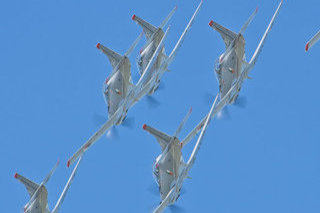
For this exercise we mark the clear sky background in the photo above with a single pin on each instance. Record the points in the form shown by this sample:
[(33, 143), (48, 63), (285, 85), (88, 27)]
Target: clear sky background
[(264, 159)]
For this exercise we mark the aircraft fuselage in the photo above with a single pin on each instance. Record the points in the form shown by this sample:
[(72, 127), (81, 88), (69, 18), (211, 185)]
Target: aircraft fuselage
[(167, 167), (229, 66), (117, 88)]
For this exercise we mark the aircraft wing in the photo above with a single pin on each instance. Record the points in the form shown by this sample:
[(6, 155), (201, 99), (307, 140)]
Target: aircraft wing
[(199, 141), (313, 41), (66, 188), (142, 85), (30, 185), (181, 39), (165, 202), (260, 46), (95, 137)]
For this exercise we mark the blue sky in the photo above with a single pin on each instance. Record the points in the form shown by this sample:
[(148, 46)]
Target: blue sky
[(264, 159)]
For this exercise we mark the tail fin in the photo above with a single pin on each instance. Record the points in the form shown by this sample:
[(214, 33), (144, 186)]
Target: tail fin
[(134, 45), (148, 28), (313, 41), (161, 137), (34, 191), (227, 35), (66, 188), (113, 57), (260, 46), (31, 186), (167, 19), (245, 26)]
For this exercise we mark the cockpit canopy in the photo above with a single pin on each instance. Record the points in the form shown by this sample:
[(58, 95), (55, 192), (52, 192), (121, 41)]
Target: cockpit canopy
[(139, 61), (217, 66)]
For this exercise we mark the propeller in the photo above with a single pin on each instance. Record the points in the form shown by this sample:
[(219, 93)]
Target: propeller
[(128, 122), (176, 209), (224, 113), (241, 102), (113, 133)]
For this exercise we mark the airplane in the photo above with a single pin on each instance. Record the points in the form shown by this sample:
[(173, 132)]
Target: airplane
[(144, 86), (170, 169), (118, 85), (154, 35), (231, 67), (38, 202), (314, 40)]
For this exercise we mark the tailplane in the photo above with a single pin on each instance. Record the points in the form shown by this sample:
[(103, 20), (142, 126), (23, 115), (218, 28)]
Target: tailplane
[(150, 29), (227, 35), (66, 188), (113, 57)]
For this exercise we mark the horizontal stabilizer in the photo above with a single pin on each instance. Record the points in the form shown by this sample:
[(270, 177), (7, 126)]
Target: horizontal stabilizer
[(66, 188), (113, 57), (31, 186), (227, 35), (161, 137), (148, 28)]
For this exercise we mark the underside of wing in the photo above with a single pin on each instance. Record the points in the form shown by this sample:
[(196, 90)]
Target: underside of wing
[(227, 35)]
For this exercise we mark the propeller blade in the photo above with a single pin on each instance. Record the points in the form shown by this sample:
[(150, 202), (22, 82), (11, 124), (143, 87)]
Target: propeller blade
[(162, 86), (129, 122), (224, 114)]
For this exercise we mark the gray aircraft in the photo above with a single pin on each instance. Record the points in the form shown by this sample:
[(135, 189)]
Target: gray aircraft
[(170, 169), (38, 202), (117, 86), (312, 42), (154, 35), (147, 84), (231, 68)]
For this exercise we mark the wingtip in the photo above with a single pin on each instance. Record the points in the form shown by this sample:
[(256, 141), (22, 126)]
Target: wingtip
[(144, 126)]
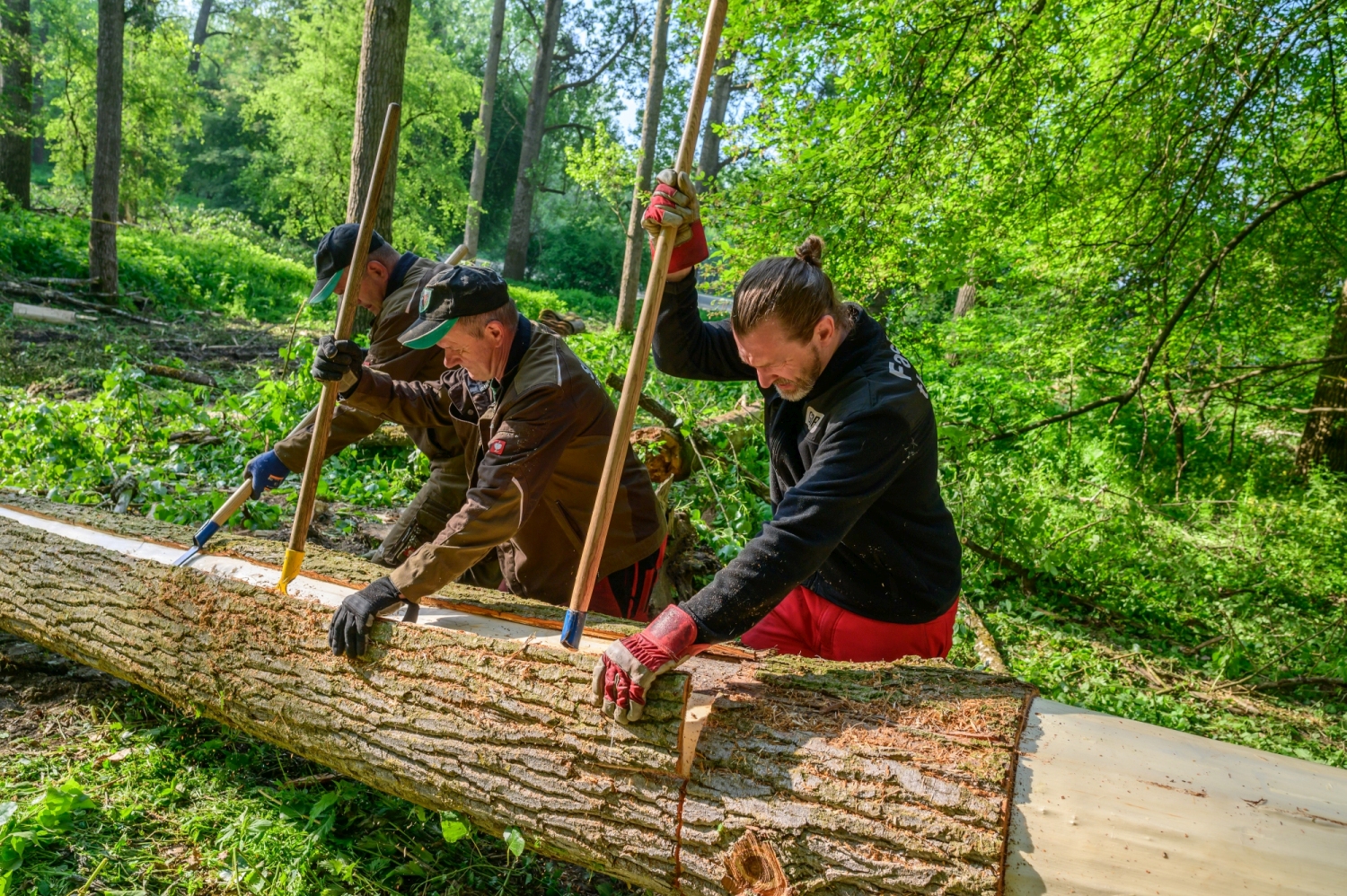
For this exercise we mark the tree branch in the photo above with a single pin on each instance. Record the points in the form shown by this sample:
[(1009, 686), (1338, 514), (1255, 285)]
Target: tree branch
[(1163, 337)]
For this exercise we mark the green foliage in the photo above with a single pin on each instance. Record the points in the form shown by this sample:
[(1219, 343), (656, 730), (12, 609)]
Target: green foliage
[(40, 823), (185, 263), (172, 804), (161, 105)]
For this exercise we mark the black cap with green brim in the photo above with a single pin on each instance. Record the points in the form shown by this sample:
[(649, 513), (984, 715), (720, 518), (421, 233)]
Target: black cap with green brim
[(454, 293), (333, 256)]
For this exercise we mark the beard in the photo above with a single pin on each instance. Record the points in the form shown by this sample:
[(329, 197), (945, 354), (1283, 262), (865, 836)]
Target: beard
[(802, 385)]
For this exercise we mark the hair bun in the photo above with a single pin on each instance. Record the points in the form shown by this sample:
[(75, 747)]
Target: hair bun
[(811, 250)]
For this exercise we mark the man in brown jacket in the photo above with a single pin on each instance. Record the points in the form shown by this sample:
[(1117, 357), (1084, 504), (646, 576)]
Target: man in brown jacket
[(535, 425), (387, 291)]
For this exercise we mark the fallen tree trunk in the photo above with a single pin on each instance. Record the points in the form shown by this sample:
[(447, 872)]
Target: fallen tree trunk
[(832, 777)]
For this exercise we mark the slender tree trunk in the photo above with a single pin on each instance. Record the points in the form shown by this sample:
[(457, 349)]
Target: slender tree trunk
[(107, 153), (16, 104), (522, 215), (484, 135), (383, 56), (644, 169), (721, 86), (198, 37), (967, 298), (832, 779), (1325, 438)]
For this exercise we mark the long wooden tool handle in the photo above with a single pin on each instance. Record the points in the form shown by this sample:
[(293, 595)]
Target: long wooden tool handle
[(617, 444), (232, 503), (345, 321)]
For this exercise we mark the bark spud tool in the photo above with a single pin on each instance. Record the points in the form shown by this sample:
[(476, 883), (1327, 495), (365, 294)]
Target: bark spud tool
[(216, 521), (617, 446), (345, 322)]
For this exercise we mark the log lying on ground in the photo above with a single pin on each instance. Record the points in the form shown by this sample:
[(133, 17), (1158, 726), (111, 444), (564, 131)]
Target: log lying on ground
[(775, 775), (853, 779)]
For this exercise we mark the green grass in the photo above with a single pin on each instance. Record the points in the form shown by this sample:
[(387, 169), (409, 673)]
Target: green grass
[(205, 268), (124, 794), (1117, 588)]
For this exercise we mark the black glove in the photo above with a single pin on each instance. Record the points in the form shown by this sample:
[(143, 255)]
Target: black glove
[(337, 361), (352, 621)]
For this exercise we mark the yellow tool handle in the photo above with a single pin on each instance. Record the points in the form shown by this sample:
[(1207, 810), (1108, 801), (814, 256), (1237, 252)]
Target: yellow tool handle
[(345, 322)]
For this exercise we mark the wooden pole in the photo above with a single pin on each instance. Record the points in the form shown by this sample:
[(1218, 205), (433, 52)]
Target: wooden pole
[(617, 444), (345, 320), (644, 169)]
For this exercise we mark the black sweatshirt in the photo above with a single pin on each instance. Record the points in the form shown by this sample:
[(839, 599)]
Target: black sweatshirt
[(857, 510)]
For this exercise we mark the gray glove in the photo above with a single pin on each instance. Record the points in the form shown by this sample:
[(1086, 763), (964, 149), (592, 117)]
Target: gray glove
[(349, 629), (339, 361)]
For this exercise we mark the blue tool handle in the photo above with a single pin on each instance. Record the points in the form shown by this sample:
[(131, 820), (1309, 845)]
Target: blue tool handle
[(205, 532), (571, 629)]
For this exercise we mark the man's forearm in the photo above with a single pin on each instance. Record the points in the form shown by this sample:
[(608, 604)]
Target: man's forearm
[(423, 404), (349, 426)]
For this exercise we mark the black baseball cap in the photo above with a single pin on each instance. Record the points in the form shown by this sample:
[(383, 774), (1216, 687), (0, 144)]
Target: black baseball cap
[(454, 293), (333, 256)]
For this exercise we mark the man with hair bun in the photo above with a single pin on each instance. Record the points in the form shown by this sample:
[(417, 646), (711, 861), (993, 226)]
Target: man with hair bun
[(859, 559)]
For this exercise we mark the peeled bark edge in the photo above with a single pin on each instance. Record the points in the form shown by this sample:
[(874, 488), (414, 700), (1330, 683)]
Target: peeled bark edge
[(859, 777)]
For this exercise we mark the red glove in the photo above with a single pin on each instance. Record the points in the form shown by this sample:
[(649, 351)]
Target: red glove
[(674, 204), (628, 667)]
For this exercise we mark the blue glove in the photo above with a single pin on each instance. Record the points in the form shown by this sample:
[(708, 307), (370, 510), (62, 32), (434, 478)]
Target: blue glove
[(349, 629), (267, 472)]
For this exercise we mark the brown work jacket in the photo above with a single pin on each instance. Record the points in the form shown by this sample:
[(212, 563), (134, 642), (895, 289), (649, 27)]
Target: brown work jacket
[(385, 353), (535, 444)]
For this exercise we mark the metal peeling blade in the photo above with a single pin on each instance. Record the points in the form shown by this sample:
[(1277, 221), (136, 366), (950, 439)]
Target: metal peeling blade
[(186, 558)]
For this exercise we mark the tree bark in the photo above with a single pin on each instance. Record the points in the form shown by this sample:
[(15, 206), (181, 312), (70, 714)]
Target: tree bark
[(471, 229), (644, 169), (107, 148), (522, 215), (967, 298), (383, 56), (16, 104), (1325, 438), (826, 777), (198, 37), (721, 86)]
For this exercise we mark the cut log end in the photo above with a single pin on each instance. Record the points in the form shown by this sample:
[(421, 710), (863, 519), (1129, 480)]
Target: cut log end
[(821, 777)]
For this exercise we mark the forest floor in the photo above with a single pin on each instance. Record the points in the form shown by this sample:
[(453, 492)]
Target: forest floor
[(1220, 615)]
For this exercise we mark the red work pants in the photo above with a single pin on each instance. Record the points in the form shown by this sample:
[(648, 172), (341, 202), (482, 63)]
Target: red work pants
[(810, 626)]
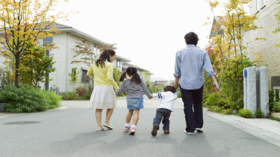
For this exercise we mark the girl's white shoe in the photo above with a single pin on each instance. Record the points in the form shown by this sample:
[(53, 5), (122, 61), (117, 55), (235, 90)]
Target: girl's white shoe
[(108, 126), (126, 128), (100, 129), (132, 131)]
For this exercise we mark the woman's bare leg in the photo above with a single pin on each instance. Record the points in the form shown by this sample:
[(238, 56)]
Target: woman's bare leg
[(108, 115), (135, 116), (128, 116), (98, 116)]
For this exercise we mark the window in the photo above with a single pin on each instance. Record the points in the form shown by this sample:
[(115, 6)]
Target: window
[(74, 70), (85, 78), (263, 3)]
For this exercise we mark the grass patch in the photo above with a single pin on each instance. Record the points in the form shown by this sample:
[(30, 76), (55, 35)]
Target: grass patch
[(273, 118)]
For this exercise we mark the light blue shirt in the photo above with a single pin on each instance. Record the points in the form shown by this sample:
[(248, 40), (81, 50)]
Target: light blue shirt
[(189, 66)]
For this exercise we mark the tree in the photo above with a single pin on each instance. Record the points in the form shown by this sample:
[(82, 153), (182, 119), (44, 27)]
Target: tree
[(23, 23), (107, 46), (84, 54), (277, 16), (35, 68), (230, 50)]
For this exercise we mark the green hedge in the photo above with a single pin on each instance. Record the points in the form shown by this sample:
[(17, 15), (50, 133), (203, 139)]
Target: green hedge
[(28, 99)]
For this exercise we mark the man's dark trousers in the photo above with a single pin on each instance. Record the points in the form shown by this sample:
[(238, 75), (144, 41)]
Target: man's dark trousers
[(164, 115), (193, 108)]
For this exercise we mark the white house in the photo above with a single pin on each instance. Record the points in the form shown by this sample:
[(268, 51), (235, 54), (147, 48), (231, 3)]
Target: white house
[(144, 73), (66, 40)]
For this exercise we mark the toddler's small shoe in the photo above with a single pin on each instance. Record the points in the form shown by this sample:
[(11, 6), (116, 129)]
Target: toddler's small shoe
[(132, 131), (126, 128), (154, 131), (200, 130), (189, 133), (108, 126), (100, 129)]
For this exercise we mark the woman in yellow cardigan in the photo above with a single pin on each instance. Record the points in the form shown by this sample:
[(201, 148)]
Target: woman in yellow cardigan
[(103, 95)]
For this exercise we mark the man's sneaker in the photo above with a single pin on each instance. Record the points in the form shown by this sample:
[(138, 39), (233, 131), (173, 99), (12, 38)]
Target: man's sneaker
[(154, 131), (189, 133), (108, 126), (100, 129), (199, 129), (126, 128), (132, 131)]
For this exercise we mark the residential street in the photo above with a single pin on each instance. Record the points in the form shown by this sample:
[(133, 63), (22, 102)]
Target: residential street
[(71, 131)]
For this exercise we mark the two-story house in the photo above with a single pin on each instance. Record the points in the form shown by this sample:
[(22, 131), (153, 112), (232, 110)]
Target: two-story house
[(265, 10), (66, 40)]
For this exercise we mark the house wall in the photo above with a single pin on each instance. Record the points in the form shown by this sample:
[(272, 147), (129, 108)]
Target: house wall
[(63, 57), (268, 49)]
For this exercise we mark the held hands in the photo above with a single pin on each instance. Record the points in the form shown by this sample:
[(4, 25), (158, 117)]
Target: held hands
[(216, 86), (175, 85)]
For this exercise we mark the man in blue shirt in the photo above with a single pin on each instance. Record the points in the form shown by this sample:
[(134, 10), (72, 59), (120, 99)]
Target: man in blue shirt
[(189, 70)]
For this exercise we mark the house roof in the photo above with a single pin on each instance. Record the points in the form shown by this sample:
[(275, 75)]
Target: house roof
[(122, 58), (73, 31)]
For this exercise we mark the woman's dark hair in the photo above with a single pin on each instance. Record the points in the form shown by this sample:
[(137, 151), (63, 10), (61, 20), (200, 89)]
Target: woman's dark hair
[(105, 55), (131, 71), (191, 38), (170, 88)]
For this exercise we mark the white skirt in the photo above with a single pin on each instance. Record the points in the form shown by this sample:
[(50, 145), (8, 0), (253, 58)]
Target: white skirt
[(103, 97)]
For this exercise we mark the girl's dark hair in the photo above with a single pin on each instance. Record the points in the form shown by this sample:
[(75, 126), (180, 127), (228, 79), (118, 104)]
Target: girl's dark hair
[(105, 55), (131, 71), (191, 38), (170, 88)]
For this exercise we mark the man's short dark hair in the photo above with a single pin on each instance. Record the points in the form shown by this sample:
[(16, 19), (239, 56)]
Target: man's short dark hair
[(191, 38), (170, 88)]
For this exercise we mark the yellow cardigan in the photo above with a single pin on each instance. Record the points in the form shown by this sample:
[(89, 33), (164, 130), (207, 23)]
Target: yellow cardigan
[(103, 76)]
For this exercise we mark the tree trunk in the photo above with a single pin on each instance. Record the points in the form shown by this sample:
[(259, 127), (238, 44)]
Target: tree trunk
[(17, 71)]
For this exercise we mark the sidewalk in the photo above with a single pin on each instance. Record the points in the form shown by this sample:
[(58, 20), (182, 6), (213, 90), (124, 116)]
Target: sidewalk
[(266, 129)]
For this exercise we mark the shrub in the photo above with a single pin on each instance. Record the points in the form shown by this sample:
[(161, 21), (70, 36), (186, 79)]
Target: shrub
[(87, 96), (28, 99), (70, 96), (241, 112), (214, 108), (259, 113), (216, 99), (245, 113)]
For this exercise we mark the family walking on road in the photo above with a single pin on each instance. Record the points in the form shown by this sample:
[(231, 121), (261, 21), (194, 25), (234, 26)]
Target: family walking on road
[(189, 71)]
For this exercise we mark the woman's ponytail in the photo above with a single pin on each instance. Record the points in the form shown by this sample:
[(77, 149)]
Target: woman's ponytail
[(123, 76), (136, 79)]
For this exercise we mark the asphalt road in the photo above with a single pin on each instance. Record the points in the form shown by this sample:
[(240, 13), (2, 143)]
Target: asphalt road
[(72, 132)]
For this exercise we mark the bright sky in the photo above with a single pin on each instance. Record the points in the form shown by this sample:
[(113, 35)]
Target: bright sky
[(148, 32)]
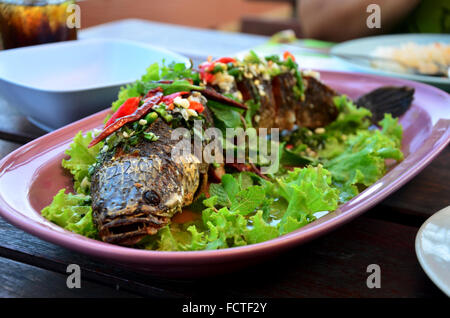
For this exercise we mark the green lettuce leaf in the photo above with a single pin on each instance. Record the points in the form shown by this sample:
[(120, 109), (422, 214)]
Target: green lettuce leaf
[(81, 158), (72, 212)]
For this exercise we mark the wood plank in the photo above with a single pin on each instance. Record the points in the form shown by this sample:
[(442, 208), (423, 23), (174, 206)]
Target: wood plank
[(426, 193), (21, 280), (331, 266)]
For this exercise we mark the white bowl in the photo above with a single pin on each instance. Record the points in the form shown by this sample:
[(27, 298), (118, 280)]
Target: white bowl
[(58, 83)]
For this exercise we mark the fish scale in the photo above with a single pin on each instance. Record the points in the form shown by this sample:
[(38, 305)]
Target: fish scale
[(122, 185)]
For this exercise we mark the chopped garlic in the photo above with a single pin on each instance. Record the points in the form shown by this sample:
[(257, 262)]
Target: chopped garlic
[(181, 102), (312, 73), (191, 112), (319, 130)]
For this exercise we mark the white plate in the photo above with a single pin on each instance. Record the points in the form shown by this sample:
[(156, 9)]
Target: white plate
[(366, 46), (58, 83), (433, 248)]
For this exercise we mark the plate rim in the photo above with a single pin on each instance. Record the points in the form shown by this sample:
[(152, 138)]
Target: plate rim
[(136, 256)]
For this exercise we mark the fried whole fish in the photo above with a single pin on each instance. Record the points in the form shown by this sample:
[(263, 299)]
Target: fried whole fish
[(135, 193)]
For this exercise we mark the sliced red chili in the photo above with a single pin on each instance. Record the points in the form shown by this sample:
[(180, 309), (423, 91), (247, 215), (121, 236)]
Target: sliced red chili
[(214, 95), (120, 122), (198, 107), (127, 108), (168, 99), (207, 67), (287, 55)]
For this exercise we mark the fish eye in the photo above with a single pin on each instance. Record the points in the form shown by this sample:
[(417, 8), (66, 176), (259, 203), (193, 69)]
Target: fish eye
[(151, 197)]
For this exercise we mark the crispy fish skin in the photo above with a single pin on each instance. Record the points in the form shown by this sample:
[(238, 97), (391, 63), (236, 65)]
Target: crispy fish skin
[(262, 92), (317, 109), (286, 102), (136, 193)]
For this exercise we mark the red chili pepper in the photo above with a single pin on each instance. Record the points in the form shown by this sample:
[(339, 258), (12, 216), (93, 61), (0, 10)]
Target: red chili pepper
[(287, 55), (168, 99), (138, 114), (198, 107), (127, 108), (225, 60)]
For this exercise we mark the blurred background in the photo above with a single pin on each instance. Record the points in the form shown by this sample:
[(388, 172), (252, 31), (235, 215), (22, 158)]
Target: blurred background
[(250, 16)]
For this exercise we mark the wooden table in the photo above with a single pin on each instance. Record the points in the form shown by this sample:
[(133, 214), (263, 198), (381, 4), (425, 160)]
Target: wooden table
[(332, 266)]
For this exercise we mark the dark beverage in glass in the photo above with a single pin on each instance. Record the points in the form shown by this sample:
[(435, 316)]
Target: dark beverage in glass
[(31, 22)]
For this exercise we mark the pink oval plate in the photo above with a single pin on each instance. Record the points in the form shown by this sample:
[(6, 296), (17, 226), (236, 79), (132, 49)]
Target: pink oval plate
[(32, 175)]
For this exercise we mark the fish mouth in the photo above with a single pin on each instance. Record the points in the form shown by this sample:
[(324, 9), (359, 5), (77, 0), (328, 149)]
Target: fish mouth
[(127, 227)]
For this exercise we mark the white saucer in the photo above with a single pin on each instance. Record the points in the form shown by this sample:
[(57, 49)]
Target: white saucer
[(433, 248)]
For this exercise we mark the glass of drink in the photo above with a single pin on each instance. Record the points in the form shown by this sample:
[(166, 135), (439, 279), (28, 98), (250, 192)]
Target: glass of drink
[(31, 22)]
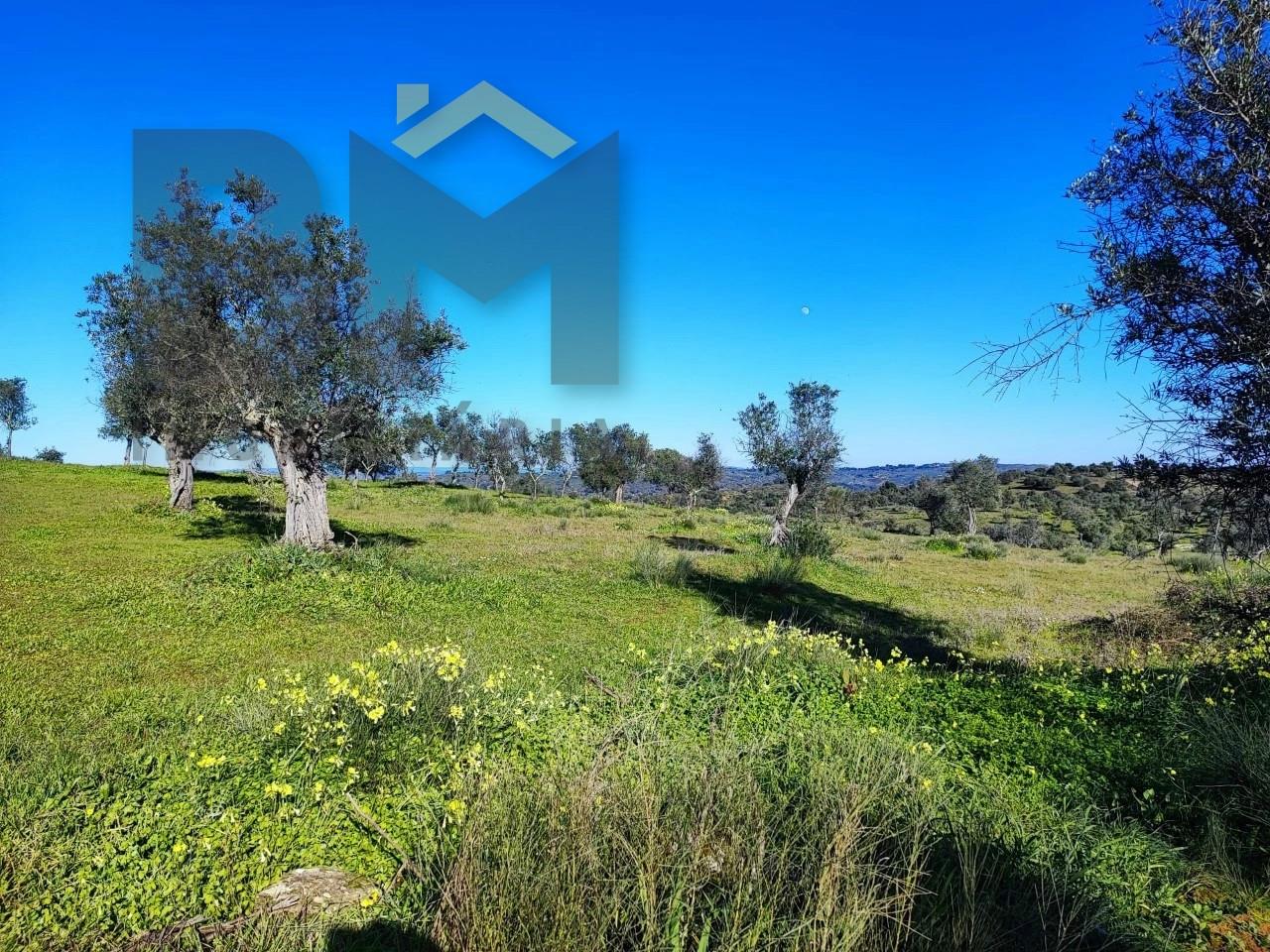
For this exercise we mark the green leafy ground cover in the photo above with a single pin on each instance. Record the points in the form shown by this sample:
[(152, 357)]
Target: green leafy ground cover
[(566, 740)]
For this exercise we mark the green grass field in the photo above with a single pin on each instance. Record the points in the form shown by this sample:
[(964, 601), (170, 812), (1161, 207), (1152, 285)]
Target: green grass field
[(1025, 715)]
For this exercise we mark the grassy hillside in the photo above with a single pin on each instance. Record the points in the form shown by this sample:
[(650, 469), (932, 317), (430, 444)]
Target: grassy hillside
[(181, 726)]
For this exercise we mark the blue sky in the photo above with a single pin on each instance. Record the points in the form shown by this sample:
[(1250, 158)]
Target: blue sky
[(898, 169)]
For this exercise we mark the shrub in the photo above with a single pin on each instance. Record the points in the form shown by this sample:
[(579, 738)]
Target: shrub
[(808, 538), (471, 503), (657, 565), (1194, 562), (779, 572), (984, 548)]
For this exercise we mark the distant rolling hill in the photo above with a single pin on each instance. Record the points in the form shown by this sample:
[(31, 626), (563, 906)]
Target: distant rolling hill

INSTRUCTIONS TO FOLLOW
Since only part of the listing is wanted, copy exactly the lines from the one holding "Target: yellow cardigan" to the one holding "For this exercise we mark the sidewalk", both included.

ANSWER
Target: yellow cardigan
[(103, 76)]
For this exercise we mark the tree trunk in the photo above with a single pin on each instance. Record the points in the form shown by this sample:
[(259, 127), (238, 44)]
Target: tree trunk
[(17, 71)]
For this exercise we mark the sidewalk in the photo above with a single pin on each instance. Record the points in the form shown by this sample:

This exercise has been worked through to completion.